[SELECTED EXCERPT — start]

30 U.S. 495
5 Pet. 495
8 L.Ed. 204
WILLIAM FOWLE, AND THE ADMINISTRATORS OF THOMAS
JAMES LAWRASON’S EXECUTOR, APELLEE.
January Term, 1831
THIS was an appeal from the equity side of the circuit court, of the district of Columbia.
James Lawrason, the testator of the appellee, filed a bill in the circuit court of Alexandria, against the appellant, William Fowle, as surviving partner of Thomas Lawrason, who had died intestate, and who with William Fowle, had carried on business under the firm of Lawrason and Fowle. After the decease of James Lawrason, the suit was prosecuted by his executor.
The bill charges, that the complainant, James Lawrason, being seized of one moiety of a wharf and warehouse, in the town of Alexandria, and his son, Thomas Lawrason, of the other moiety; the said Thomas being then a co-partner of Fowle; the complainant agreed to rent to the co-partnership his moiety of the same, and that, on or about the day of _____ they entered on the possession, and occupied them until the death of the said Thomas; that the complainant understood and supposed that he was to be paid for his moiety the annual rent of one thousand six hundred dollars; and that he expects to prove that the said Thomas frequently acknowledged that to be the annual rent. That the complainant’s interest in the property was worth that rent. That during the period the said Lawrason and Fowle occupied the premises, dealings and other matters of account took place between them, and the complainant; which not having been settled during the life of Thomas Lawrason; it was agreed after his death that the accounts between the complainant and the firm should be settled by arbitration, and that arbitrators were accordingly appointed to make the settlement. That the arbitrators awarded the sum of two thousand dollars in favour of the complainant; which award, with the accounts on which it was founded, are exhibited. That the defendant, Fowle, refused to submit to the award, alleging that the arbitrators were under a misapprehension as to the complainant’s interest in the rent. That the complainant brought a suit at law on the award; and the court decided on the trial that in consequence of some error in the submission, and in the form of the award, it could not be sustained. That the effect of this decision may be to open the accounts between the parties, and if so, they can no where be so correctly settled as in the court of chancery. That he considers himself, however, entitled to the benefit of the settlement made by the arbitrators; and that, although a suit at law might not be sustained on the award, yet in equity it is valid and binding, that he claims the benefit of it; but if this cannot be obtained, he must submit to another settlement to be made by order of the court. The bill concludes with a prayer for the settlement of accounts and for general relief.

[SELECTED EXCERPT — finish]

> **REQUIREMENT 1**
Express everything in the records from the line containing "negative clicks: (45, 140)" down to the line containing "positive clicks: (179, 186) (320, 80)" as a Markdown table with columns named "Row" and "Line", leaving out blank lines.
The text and the records were drawn from separate sources.

[GIVEN DATA — start]

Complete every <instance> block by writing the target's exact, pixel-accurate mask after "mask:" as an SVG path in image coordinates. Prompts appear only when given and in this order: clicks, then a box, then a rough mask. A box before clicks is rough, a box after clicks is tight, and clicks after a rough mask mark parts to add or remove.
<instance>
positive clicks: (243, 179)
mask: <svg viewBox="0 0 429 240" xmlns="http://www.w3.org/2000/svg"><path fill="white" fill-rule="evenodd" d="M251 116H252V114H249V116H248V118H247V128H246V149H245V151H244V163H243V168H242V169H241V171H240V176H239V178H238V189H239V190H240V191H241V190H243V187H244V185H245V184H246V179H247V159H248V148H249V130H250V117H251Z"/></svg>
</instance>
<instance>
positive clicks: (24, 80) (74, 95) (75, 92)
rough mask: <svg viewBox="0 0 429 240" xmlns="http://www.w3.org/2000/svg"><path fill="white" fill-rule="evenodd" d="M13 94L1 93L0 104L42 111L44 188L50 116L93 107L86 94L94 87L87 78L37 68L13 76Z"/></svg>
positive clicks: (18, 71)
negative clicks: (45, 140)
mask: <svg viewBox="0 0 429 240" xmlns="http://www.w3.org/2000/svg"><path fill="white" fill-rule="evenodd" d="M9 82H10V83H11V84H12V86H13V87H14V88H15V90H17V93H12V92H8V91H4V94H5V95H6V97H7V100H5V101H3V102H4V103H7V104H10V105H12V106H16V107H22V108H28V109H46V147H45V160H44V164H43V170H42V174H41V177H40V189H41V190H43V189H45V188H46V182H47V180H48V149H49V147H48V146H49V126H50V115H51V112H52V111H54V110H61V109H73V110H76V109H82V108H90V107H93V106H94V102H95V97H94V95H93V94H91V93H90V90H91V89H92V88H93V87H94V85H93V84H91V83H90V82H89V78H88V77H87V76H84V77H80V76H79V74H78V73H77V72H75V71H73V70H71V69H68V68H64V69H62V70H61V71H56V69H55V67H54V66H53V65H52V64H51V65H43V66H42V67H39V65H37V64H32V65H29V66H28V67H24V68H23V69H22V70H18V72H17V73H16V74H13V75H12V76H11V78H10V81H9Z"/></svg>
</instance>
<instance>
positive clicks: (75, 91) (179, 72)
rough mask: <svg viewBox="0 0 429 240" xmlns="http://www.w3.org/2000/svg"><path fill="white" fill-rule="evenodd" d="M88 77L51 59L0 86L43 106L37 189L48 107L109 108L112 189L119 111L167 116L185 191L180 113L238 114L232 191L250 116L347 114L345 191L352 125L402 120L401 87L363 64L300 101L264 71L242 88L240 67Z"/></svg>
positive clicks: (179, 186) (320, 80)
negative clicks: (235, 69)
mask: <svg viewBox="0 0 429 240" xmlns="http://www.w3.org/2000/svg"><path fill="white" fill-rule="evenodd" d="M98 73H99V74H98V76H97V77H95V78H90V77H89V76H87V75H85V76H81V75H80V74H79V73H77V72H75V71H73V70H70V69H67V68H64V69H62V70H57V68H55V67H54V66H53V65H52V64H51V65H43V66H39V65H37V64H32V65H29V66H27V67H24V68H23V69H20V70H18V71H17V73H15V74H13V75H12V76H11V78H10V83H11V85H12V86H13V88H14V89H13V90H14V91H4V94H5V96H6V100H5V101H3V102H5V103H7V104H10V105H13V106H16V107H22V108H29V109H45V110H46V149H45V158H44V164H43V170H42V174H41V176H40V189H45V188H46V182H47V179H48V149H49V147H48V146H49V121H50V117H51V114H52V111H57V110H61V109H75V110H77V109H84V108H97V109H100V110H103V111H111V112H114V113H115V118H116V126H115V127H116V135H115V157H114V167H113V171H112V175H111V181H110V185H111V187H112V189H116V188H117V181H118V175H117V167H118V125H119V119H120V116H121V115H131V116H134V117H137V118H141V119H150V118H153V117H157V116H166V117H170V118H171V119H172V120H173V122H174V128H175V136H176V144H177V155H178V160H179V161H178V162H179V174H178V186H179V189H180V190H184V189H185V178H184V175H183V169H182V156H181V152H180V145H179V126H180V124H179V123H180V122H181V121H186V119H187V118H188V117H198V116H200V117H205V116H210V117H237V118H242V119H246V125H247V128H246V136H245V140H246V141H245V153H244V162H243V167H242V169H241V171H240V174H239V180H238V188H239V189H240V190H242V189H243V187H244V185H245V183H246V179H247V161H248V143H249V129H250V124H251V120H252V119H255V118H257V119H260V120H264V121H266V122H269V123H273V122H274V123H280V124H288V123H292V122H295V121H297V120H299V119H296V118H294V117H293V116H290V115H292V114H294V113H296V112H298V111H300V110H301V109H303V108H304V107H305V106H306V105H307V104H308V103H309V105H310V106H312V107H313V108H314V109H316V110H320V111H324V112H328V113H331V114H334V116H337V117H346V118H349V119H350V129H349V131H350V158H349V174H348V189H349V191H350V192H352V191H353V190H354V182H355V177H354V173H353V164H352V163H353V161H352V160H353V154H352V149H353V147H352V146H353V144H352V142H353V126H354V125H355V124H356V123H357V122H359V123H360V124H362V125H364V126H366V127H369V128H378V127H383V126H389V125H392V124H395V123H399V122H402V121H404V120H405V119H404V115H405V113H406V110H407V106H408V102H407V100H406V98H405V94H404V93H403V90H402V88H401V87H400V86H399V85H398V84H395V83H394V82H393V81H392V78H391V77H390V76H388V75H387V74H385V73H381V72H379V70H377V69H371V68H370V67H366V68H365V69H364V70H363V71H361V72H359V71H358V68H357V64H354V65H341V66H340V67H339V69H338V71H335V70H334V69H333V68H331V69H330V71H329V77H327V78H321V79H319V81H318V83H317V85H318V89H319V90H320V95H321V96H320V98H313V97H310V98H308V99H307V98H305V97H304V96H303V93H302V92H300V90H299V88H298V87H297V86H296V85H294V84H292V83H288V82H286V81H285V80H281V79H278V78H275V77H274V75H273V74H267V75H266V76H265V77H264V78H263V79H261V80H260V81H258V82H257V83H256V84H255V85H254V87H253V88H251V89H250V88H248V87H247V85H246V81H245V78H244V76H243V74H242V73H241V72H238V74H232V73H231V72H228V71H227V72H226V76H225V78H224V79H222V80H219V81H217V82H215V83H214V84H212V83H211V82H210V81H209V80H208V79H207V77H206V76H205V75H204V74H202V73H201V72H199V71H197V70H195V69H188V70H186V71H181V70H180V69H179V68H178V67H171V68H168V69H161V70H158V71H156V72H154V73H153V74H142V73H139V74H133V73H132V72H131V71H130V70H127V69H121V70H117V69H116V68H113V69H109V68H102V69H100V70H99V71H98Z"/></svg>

[GIVEN DATA — finish]

> **REQUIREMENT 2**
Answer these questions about the Lawrason and Fowle case:
(a) Under what firm name did Thomas Lawrason and William Fowle carry on business?
(b) What annual rent did the complainant understand he was to be paid for his moiety?
(c) What sum did the arbitrators award in favour of the complainant?

> **SOLUTION 1**
| Row | Line |
|---|---|
| 1 | negative clicks: (45, 140) |
| 2 | mask: <svg viewBox="0 0 429 240" xmlns="http://www.w3.org/2000/svg"><path fill="white" fill-rule="evenodd" d="M9 82H10V83H11V84H12V86H13V87H14V88H15V90H17V93H12V92H8V91H4V94H5V95H6V97H7V100H5V101H3V102H4V103H7V104H10V105H12V106H16V107H22V108H28V109H46V147H45V160H44V164H43V170H42V174H41V177H40V189H41V190H43V189H45V188H46V182H47V180H48V149H49V147H48V146H49V126H50V115H51V112H52V111H54V110H61V109H73V110H76V109H82V108H90V107H93V106H94V102H95V97H94V95H93V94H91V93H90V90H91V89H92V88H93V87H94V85H93V84H91V83H90V82H89V78H88V77H87V76H84V77H80V76H79V74H78V73H77V72H75V71H73V70H71V69H68V68H64V69H62V70H61V71H56V69H55V67H54V66H53V65H52V64H51V65H43V66H42V67H39V65H37V64H32V65H29V66H28V67H24V68H23V69H22V70H18V72H17V73H16V74H13V75H12V76H11V78H10V81H9Z"/></svg> |
| 3 | </instance> |
| 4 | <instance> |
| 5 | positive clicks: (75, 91) (179, 72) |
| 6 | rough mask: <svg viewBox="0 0 429 240" xmlns="http://www.w3.org/2000/svg"><path fill="white" fill-rule="evenodd" d="M88 77L51 59L0 86L43 106L37 189L48 107L109 108L112 189L119 111L167 116L185 191L180 113L238 114L232 191L250 116L347 114L345 191L352 125L402 120L401 87L363 64L300 101L264 71L242 88L240 67Z"/></svg> |
| 7 | positive clicks: (179, 186) (320, 80) |

> **SOLUTION 2**
(a) Lawrason and Fowle
(b) One thousand six hundred dollars
(c) Two thousand dollars